*Document section:*
Another possible solution is to use pure post-filtering by applying a de-blocking and/or smoothing filter to the decoded images. However, experiments in which use was made of already in-loop de-blocking filters showed that the artifacts were not removed, probably due to the large extent of the gradual-transition areas. Furthermore, it is generally difficult to apply a post-filter of such kinds because of the following:
1. It is difficult to determine completely at the decoder side where to apply the post-filtering. Since the encoded gradual-transition areas are already distorted (not smooth anymore), it is very difficult to know whether the original frame is smooth or not.
2. Post-filtering requires the selection of the right filter parameters (aperture size, etc) to avoid over- or under-filtering. The type of filters to use is determined by many factors, such as the extent of the area and the strength of the artifacts, which can be influenced by encoding parameters such as quantization parameters. However, the inventors have found that even manual tuning of parameters cannot lead to desired results. Furthermore, this type of filtering can hardly remove the temporal artifacts occurring in gradual-transition areas.
It is an object to provide a method and system for encoding an image signal, an encoded image signal and a method and system for decoding an encoded image signal which can inter alia be used to yield better quality images for an amount of compression (in particular in gradual regions such as the sky), and furthermore allows other applications to perform better.
The method of encoding is characterized in that of a first image frame one or more gradual transition areas are identified, in a second image frame derived from the first image frame corresponding one or more gradual transition areas are identified, establishing functional parameters describing the data content of the one or more gradual transition areas and establishing position data for the positions of the one or more corresponding areas in the second related image.
The method makes use of encoder knowledge about gradual-transition areas. In the invention during encoding for the first image frame gradual transition areas are identified. Corresponding areas in the second related image frame are also identified. Functional parameters, for instance the parameters of a spline function for the data content in the first image, are generated. This allows characterizing the image content of the gradual transition areas with a relatively small amount of bits. Since the positions of corresponding areas in the second, derived, image frame are also identified it is possible to construct with a high level of accuracy the gradual transition areas at the correct positions of the second, derived, image frame. The construction does not suffer from the image errors typical for encoding/decoding.

*Record excerpts:*

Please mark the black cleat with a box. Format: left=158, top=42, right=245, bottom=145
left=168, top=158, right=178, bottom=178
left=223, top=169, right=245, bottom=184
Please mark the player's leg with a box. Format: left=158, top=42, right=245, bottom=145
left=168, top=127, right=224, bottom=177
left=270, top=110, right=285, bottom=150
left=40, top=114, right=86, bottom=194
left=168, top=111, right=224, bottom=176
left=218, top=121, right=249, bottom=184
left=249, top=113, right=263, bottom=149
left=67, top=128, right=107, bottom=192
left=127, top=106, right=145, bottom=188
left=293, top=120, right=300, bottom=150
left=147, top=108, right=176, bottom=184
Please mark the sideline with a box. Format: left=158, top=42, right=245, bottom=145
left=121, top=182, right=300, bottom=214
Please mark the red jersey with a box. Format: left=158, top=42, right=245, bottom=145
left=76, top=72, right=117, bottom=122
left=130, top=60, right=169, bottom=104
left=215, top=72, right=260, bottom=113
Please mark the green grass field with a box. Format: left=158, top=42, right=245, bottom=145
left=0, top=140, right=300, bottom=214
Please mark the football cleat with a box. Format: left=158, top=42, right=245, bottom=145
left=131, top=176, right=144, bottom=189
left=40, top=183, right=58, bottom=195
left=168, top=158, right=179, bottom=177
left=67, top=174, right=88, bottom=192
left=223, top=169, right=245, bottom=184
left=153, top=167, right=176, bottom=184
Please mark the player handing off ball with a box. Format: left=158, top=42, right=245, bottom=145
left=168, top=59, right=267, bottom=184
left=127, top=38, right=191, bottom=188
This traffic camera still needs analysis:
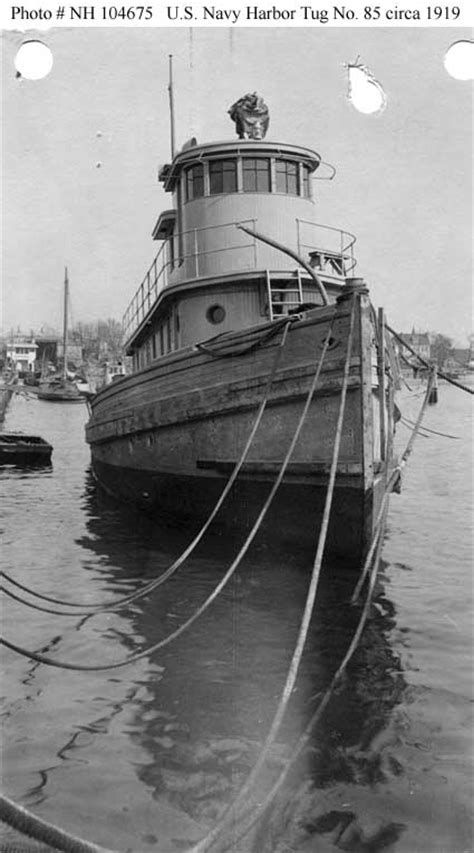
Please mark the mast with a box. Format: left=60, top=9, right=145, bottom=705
left=168, top=53, right=175, bottom=159
left=63, top=267, right=69, bottom=380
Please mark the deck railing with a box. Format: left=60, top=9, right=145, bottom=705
left=123, top=219, right=357, bottom=340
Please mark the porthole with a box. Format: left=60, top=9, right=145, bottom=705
left=206, top=305, right=225, bottom=326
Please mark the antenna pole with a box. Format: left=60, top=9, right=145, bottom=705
left=63, top=267, right=69, bottom=379
left=168, top=53, right=175, bottom=157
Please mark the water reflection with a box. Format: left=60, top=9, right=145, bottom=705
left=76, top=482, right=406, bottom=853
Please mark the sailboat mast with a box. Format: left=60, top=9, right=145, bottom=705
left=63, top=267, right=69, bottom=379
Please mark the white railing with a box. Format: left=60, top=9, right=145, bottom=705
left=123, top=219, right=357, bottom=340
left=296, top=219, right=357, bottom=276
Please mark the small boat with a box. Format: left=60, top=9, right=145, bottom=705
left=36, top=267, right=84, bottom=403
left=86, top=86, right=399, bottom=562
left=0, top=432, right=53, bottom=466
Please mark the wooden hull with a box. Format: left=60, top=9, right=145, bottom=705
left=86, top=296, right=392, bottom=562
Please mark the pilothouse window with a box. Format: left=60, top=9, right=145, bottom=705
left=209, top=160, right=237, bottom=195
left=186, top=163, right=204, bottom=201
left=275, top=160, right=298, bottom=195
left=242, top=157, right=270, bottom=193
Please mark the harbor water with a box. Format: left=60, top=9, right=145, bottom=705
left=0, top=384, right=473, bottom=853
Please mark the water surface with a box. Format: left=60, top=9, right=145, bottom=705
left=0, top=385, right=472, bottom=853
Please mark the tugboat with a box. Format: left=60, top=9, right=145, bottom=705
left=86, top=93, right=398, bottom=561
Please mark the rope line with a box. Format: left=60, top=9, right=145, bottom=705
left=0, top=317, right=295, bottom=616
left=385, top=323, right=474, bottom=394
left=401, top=415, right=461, bottom=441
left=0, top=315, right=335, bottom=672
left=351, top=371, right=434, bottom=604
left=192, top=300, right=355, bottom=853
left=0, top=794, right=113, bottom=853
left=206, top=486, right=388, bottom=853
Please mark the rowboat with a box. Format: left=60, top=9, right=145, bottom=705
left=0, top=432, right=53, bottom=466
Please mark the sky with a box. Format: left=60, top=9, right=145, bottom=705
left=1, top=26, right=472, bottom=346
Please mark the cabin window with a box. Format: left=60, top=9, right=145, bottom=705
left=209, top=160, right=237, bottom=195
left=275, top=160, right=298, bottom=195
left=301, top=165, right=311, bottom=198
left=206, top=305, right=225, bottom=326
left=185, top=163, right=204, bottom=201
left=242, top=157, right=270, bottom=193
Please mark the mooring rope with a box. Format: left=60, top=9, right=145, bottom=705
left=401, top=415, right=461, bottom=441
left=190, top=300, right=355, bottom=853
left=201, top=486, right=388, bottom=853
left=351, top=371, right=435, bottom=604
left=0, top=794, right=113, bottom=853
left=0, top=314, right=335, bottom=672
left=385, top=323, right=474, bottom=394
left=0, top=317, right=296, bottom=616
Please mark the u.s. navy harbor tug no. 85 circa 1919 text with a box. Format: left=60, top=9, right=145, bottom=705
left=86, top=94, right=397, bottom=561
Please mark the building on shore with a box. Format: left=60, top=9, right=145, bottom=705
left=6, top=333, right=38, bottom=375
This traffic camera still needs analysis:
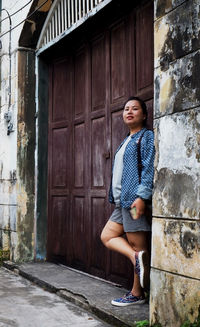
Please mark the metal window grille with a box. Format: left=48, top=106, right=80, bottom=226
left=37, top=0, right=106, bottom=49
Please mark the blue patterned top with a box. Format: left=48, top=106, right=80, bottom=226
left=109, top=128, right=155, bottom=208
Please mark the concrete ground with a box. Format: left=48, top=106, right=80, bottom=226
left=3, top=261, right=149, bottom=327
left=0, top=268, right=109, bottom=327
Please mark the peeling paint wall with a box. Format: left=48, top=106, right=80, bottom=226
left=0, top=0, right=30, bottom=260
left=150, top=0, right=200, bottom=327
left=0, top=0, right=47, bottom=261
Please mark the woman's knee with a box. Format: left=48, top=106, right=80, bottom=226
left=100, top=221, right=123, bottom=246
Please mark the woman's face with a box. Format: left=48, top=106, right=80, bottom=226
left=123, top=100, right=146, bottom=129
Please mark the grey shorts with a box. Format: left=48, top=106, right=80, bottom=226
left=109, top=207, right=151, bottom=233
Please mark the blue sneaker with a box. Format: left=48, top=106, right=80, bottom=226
left=135, top=251, right=150, bottom=289
left=111, top=292, right=145, bottom=307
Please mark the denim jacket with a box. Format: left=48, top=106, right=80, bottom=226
left=109, top=128, right=155, bottom=208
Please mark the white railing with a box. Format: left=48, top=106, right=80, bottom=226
left=37, top=0, right=111, bottom=49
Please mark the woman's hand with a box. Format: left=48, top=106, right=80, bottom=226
left=131, top=198, right=146, bottom=219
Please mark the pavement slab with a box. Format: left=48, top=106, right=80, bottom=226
left=3, top=261, right=149, bottom=327
left=0, top=267, right=110, bottom=327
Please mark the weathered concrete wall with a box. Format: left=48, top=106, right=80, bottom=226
left=0, top=0, right=52, bottom=261
left=17, top=50, right=35, bottom=261
left=0, top=0, right=30, bottom=259
left=150, top=0, right=200, bottom=327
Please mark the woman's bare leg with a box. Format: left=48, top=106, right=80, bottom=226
left=101, top=220, right=148, bottom=296
left=101, top=220, right=135, bottom=264
left=126, top=231, right=149, bottom=296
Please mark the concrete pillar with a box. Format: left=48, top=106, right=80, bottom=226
left=150, top=0, right=200, bottom=327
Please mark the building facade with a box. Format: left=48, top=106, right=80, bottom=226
left=0, top=0, right=200, bottom=327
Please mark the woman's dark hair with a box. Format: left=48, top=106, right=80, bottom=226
left=123, top=96, right=148, bottom=126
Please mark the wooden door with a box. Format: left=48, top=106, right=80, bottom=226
left=47, top=2, right=153, bottom=286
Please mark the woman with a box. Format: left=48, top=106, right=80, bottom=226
left=101, top=97, right=154, bottom=306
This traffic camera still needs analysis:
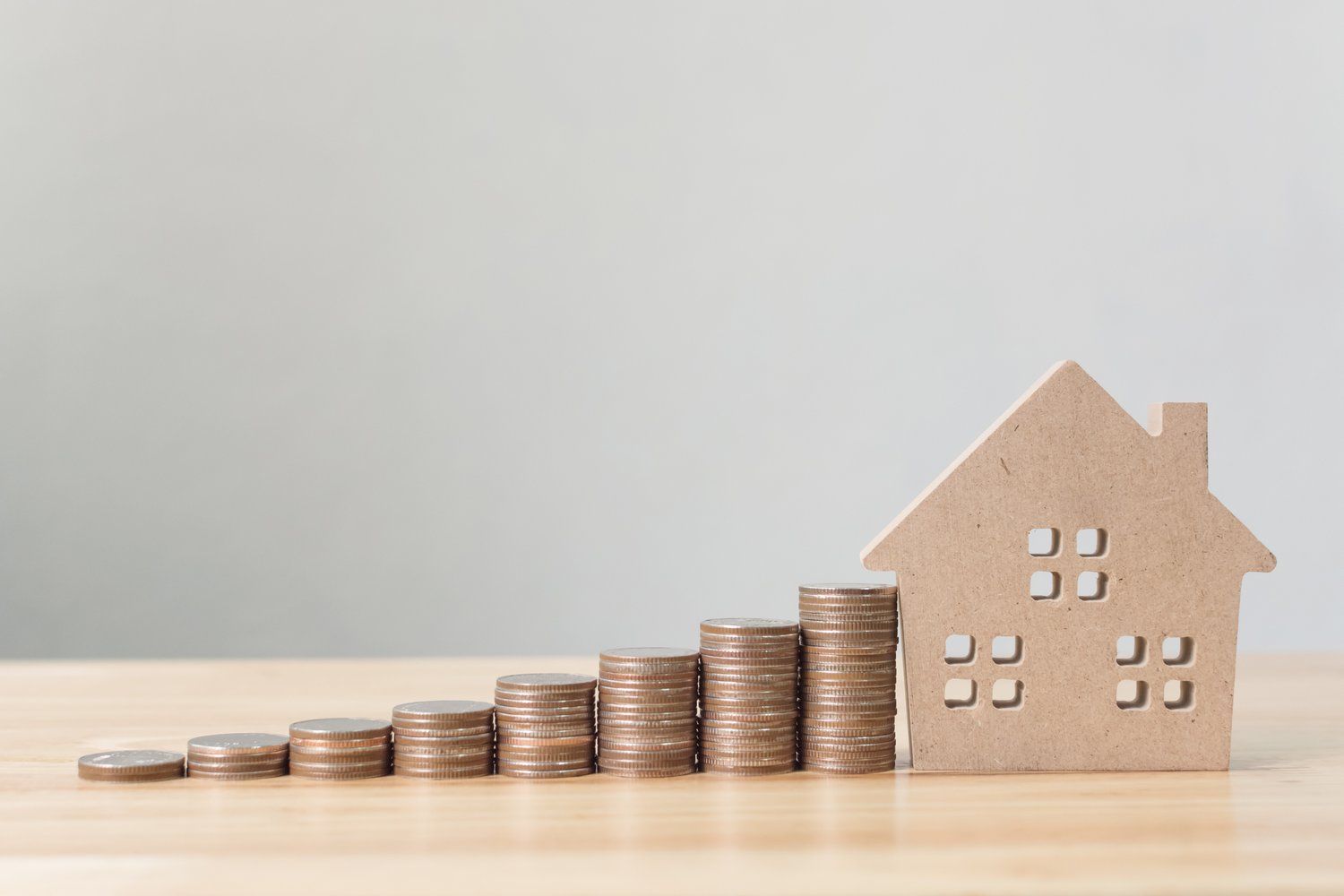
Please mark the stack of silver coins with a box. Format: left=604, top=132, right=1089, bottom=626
left=80, top=750, right=187, bottom=785
left=597, top=648, right=701, bottom=778
left=798, top=584, right=897, bottom=775
left=392, top=700, right=495, bottom=780
left=495, top=673, right=597, bottom=778
left=701, top=619, right=798, bottom=775
left=187, top=734, right=289, bottom=780
left=289, top=719, right=392, bottom=780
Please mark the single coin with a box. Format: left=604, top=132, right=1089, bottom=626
left=78, top=750, right=187, bottom=780
left=599, top=648, right=699, bottom=664
left=187, top=734, right=289, bottom=756
left=495, top=672, right=597, bottom=691
left=289, top=719, right=392, bottom=740
left=392, top=700, right=495, bottom=723
left=798, top=582, right=897, bottom=598
left=187, top=766, right=289, bottom=780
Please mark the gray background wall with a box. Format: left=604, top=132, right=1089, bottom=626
left=0, top=0, right=1344, bottom=657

*Written problem:* In the text on encoding gradual-transition areas, what example of functional parameters is given?

*Solution below:* The parameters of a spline function for the data content in the first image.